**TASK GOAL:**
Report all lines in the records that hold the string "jacket".

**Collected data:**
▬▬▬▬▬▬▬▬▬▬
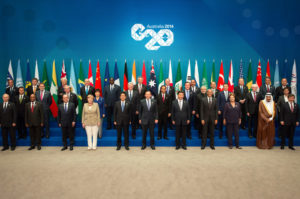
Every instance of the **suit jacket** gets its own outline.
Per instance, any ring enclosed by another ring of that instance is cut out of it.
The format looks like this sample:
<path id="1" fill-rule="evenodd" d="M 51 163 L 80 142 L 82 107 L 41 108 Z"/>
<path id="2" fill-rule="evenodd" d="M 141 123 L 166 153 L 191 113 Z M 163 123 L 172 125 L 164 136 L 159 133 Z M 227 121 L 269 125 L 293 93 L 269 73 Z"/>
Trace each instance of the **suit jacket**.
<path id="1" fill-rule="evenodd" d="M 197 114 L 201 115 L 201 102 L 202 102 L 202 99 L 206 97 L 206 94 L 203 94 L 203 93 L 199 93 L 196 97 L 196 105 L 195 105 L 195 111 Z M 200 116 L 201 117 L 201 116 Z"/>
<path id="2" fill-rule="evenodd" d="M 121 88 L 114 84 L 114 88 L 110 91 L 110 84 L 104 88 L 104 104 L 107 106 L 114 106 L 117 101 L 120 100 Z"/>
<path id="3" fill-rule="evenodd" d="M 83 105 L 81 122 L 86 126 L 96 126 L 100 122 L 100 110 L 97 103 L 94 102 L 92 106 L 88 103 Z"/>
<path id="4" fill-rule="evenodd" d="M 166 86 L 166 93 L 169 94 L 169 96 L 171 97 L 171 104 L 172 104 L 173 100 L 176 99 L 175 88 L 173 86 L 169 86 L 169 93 L 168 93 L 168 89 Z"/>
<path id="5" fill-rule="evenodd" d="M 41 91 L 38 90 L 35 92 L 36 101 L 41 102 L 43 105 L 43 111 L 48 111 L 52 104 L 52 96 L 49 91 L 44 90 L 43 100 L 41 100 Z"/>
<path id="6" fill-rule="evenodd" d="M 212 88 L 211 88 L 211 90 L 213 90 Z M 216 99 L 218 99 L 218 95 L 219 95 L 219 90 L 218 89 L 215 89 L 215 93 L 213 92 L 213 97 L 214 98 L 216 98 Z"/>
<path id="7" fill-rule="evenodd" d="M 276 108 L 278 110 L 278 112 L 280 112 L 281 107 L 285 104 L 285 99 L 284 99 L 284 95 L 279 96 L 277 104 L 276 104 Z M 279 115 L 280 116 L 280 115 Z"/>
<path id="8" fill-rule="evenodd" d="M 130 114 L 135 116 L 136 111 L 139 111 L 139 106 L 140 106 L 140 100 L 139 100 L 139 94 L 137 91 L 133 90 L 132 91 L 132 96 L 131 99 L 129 98 L 129 92 L 125 91 L 126 93 L 126 101 L 129 102 L 130 107 L 131 107 L 131 112 Z"/>
<path id="9" fill-rule="evenodd" d="M 157 109 L 159 118 L 168 118 L 168 114 L 171 113 L 171 97 L 165 93 L 165 100 L 162 99 L 162 93 L 157 96 Z"/>
<path id="10" fill-rule="evenodd" d="M 65 94 L 65 93 L 63 93 L 63 94 Z M 75 108 L 77 108 L 78 99 L 77 99 L 77 95 L 75 93 L 70 92 L 69 102 L 73 103 Z M 58 99 L 58 104 L 61 104 L 61 103 L 64 103 L 62 97 L 60 99 Z"/>
<path id="11" fill-rule="evenodd" d="M 289 89 L 289 91 L 290 91 L 290 93 L 291 93 L 291 87 L 289 87 L 289 86 L 286 86 L 286 87 Z M 282 95 L 284 95 L 284 94 L 283 94 L 283 88 L 282 88 L 282 86 L 278 86 L 278 87 L 275 89 L 275 99 L 274 99 L 274 101 L 275 101 L 275 102 L 278 102 L 279 97 L 282 96 Z"/>
<path id="12" fill-rule="evenodd" d="M 147 87 L 144 84 L 142 84 L 141 93 L 139 93 L 138 84 L 134 85 L 133 90 L 137 91 L 137 93 L 139 95 L 139 100 L 142 100 L 145 98 L 145 92 L 147 91 Z"/>
<path id="13" fill-rule="evenodd" d="M 201 92 L 201 90 L 200 90 L 200 88 L 199 87 L 197 87 L 197 86 L 195 86 L 196 88 L 195 88 L 195 91 L 193 91 L 193 88 L 191 87 L 191 91 L 193 91 L 194 93 L 196 93 L 196 95 L 198 95 L 200 92 Z"/>
<path id="14" fill-rule="evenodd" d="M 263 84 L 260 88 L 259 88 L 259 92 L 262 96 L 262 98 L 265 98 L 265 95 L 267 93 L 267 87 L 266 84 Z M 270 93 L 272 93 L 273 98 L 275 99 L 275 87 L 273 85 L 270 85 Z"/>
<path id="15" fill-rule="evenodd" d="M 146 99 L 141 100 L 139 120 L 142 120 L 142 125 L 155 124 L 155 120 L 158 120 L 157 103 L 154 99 L 151 99 L 150 110 L 148 110 Z"/>
<path id="16" fill-rule="evenodd" d="M 15 102 L 16 96 L 19 94 L 19 90 L 17 87 L 13 87 L 12 91 L 10 90 L 10 87 L 6 88 L 5 93 L 9 95 L 9 101 Z"/>
<path id="17" fill-rule="evenodd" d="M 225 104 L 223 118 L 226 119 L 226 123 L 238 124 L 241 117 L 242 111 L 240 103 L 235 102 L 235 107 L 231 106 L 230 102 Z"/>
<path id="18" fill-rule="evenodd" d="M 92 87 L 92 86 L 90 86 L 88 94 L 86 94 L 86 92 L 85 92 L 85 86 L 82 86 L 80 88 L 80 95 L 81 95 L 81 98 L 82 98 L 82 104 L 87 103 L 87 96 L 88 95 L 94 95 L 95 96 L 95 88 Z"/>
<path id="19" fill-rule="evenodd" d="M 252 96 L 252 92 L 248 93 L 246 96 L 246 113 L 258 114 L 258 107 L 259 102 L 262 100 L 261 95 L 259 92 L 256 92 L 256 101 L 254 101 L 254 98 Z"/>
<path id="20" fill-rule="evenodd" d="M 212 103 L 209 106 L 208 103 L 208 97 L 202 98 L 201 100 L 201 114 L 200 114 L 200 118 L 201 120 L 204 120 L 205 122 L 208 121 L 215 121 L 218 119 L 218 104 L 217 104 L 217 100 L 215 98 L 212 97 Z"/>
<path id="21" fill-rule="evenodd" d="M 228 98 L 227 98 L 227 100 L 226 100 L 226 98 L 225 98 L 225 93 L 224 93 L 224 91 L 222 91 L 222 92 L 220 92 L 220 93 L 218 94 L 218 107 L 219 107 L 219 111 L 224 111 L 225 104 L 226 104 L 227 102 L 229 102 L 229 94 L 230 94 L 230 93 L 231 93 L 231 92 L 228 91 Z"/>
<path id="22" fill-rule="evenodd" d="M 292 112 L 289 102 L 286 102 L 282 105 L 280 111 L 280 120 L 284 121 L 284 125 L 296 125 L 296 122 L 299 122 L 299 106 L 297 103 L 294 103 L 294 111 Z"/>
<path id="23" fill-rule="evenodd" d="M 100 118 L 103 118 L 103 114 L 105 115 L 105 108 L 104 108 L 104 99 L 103 97 L 99 97 L 97 100 L 96 97 L 94 98 L 94 102 L 98 104 L 100 110 Z"/>
<path id="24" fill-rule="evenodd" d="M 63 86 L 58 87 L 57 89 L 58 104 L 63 102 L 62 96 L 64 93 L 65 93 L 64 87 Z"/>
<path id="25" fill-rule="evenodd" d="M 131 121 L 131 106 L 128 101 L 125 100 L 124 110 L 122 111 L 121 100 L 117 101 L 114 106 L 114 122 L 117 125 L 128 125 Z"/>
<path id="26" fill-rule="evenodd" d="M 76 108 L 72 102 L 69 102 L 67 111 L 65 111 L 65 103 L 58 105 L 57 121 L 61 127 L 72 127 L 72 122 L 76 122 Z"/>
<path id="27" fill-rule="evenodd" d="M 35 92 L 37 92 L 38 90 L 40 90 L 40 89 L 39 89 L 39 86 L 37 85 Z M 27 91 L 27 96 L 30 97 L 30 95 L 33 94 L 33 87 L 32 87 L 32 85 L 28 86 L 28 88 L 27 88 L 26 91 Z"/>
<path id="28" fill-rule="evenodd" d="M 29 127 L 41 126 L 44 123 L 44 110 L 40 102 L 35 102 L 33 112 L 31 112 L 31 102 L 25 105 L 25 124 Z"/>
<path id="29" fill-rule="evenodd" d="M 23 95 L 23 100 L 20 102 L 20 95 L 17 95 L 15 97 L 15 105 L 16 105 L 16 110 L 17 110 L 17 115 L 19 117 L 25 117 L 25 104 L 29 102 L 29 97 L 27 95 Z"/>
<path id="30" fill-rule="evenodd" d="M 7 103 L 4 110 L 3 103 L 0 103 L 0 124 L 1 127 L 12 127 L 12 123 L 17 123 L 17 112 L 13 102 Z"/>
<path id="31" fill-rule="evenodd" d="M 235 95 L 235 101 L 239 102 L 240 100 L 246 99 L 248 94 L 248 87 L 243 86 L 243 92 L 241 90 L 241 87 L 238 85 L 234 87 L 234 95 Z"/>
<path id="32" fill-rule="evenodd" d="M 186 100 L 188 103 L 189 103 L 189 108 L 190 108 L 190 113 L 192 114 L 192 111 L 193 110 L 196 110 L 196 105 L 197 105 L 197 102 L 196 102 L 196 97 L 197 97 L 197 94 L 194 93 L 192 90 L 190 90 L 189 92 L 190 94 L 190 97 L 189 99 L 186 98 L 186 90 L 184 90 L 184 97 L 183 99 Z"/>
<path id="33" fill-rule="evenodd" d="M 187 125 L 187 120 L 191 120 L 190 105 L 186 100 L 183 100 L 182 109 L 180 110 L 178 99 L 172 102 L 172 121 L 175 125 Z"/>

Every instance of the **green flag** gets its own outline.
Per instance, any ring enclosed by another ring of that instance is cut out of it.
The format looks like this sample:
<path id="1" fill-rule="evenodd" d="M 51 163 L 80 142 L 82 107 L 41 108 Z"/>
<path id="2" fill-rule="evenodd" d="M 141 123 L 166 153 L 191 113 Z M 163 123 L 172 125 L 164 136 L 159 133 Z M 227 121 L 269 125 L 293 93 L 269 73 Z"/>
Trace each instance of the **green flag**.
<path id="1" fill-rule="evenodd" d="M 177 92 L 182 90 L 182 77 L 181 77 L 181 67 L 180 60 L 178 61 L 177 72 L 176 72 L 176 81 L 175 81 L 175 92 L 177 96 Z"/>
<path id="2" fill-rule="evenodd" d="M 160 66 L 159 66 L 159 79 L 158 79 L 158 93 L 160 93 L 160 87 L 164 85 L 164 71 L 163 71 L 163 64 L 160 60 Z"/>
<path id="3" fill-rule="evenodd" d="M 211 69 L 211 77 L 210 77 L 210 82 L 216 82 L 216 75 L 215 75 L 215 60 L 213 60 L 213 65 Z"/>
<path id="4" fill-rule="evenodd" d="M 248 77 L 247 77 L 247 87 L 251 91 L 251 86 L 252 86 L 252 67 L 251 67 L 251 60 L 249 62 L 249 67 L 248 67 Z"/>
<path id="5" fill-rule="evenodd" d="M 80 66 L 79 66 L 78 85 L 79 85 L 79 88 L 84 86 L 84 72 L 83 72 L 81 60 L 80 60 Z M 81 98 L 80 93 L 78 93 L 78 115 L 81 116 L 81 113 L 82 113 L 82 98 Z"/>
<path id="6" fill-rule="evenodd" d="M 49 79 L 48 79 L 48 72 L 47 72 L 47 64 L 46 61 L 44 60 L 44 69 L 43 69 L 43 79 L 42 82 L 45 85 L 45 90 L 50 91 L 50 85 L 49 85 Z"/>
<path id="7" fill-rule="evenodd" d="M 208 83 L 207 83 L 207 72 L 206 72 L 206 62 L 204 60 L 203 63 L 203 72 L 202 72 L 202 82 L 201 82 L 201 86 L 205 86 L 206 88 L 208 88 Z"/>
▬▬▬▬▬▬▬▬▬▬
**ANSWER FOR THE TASK:**
Every instance of the **suit jacket** gets its own outline.
Trace each instance of the **suit jacket**.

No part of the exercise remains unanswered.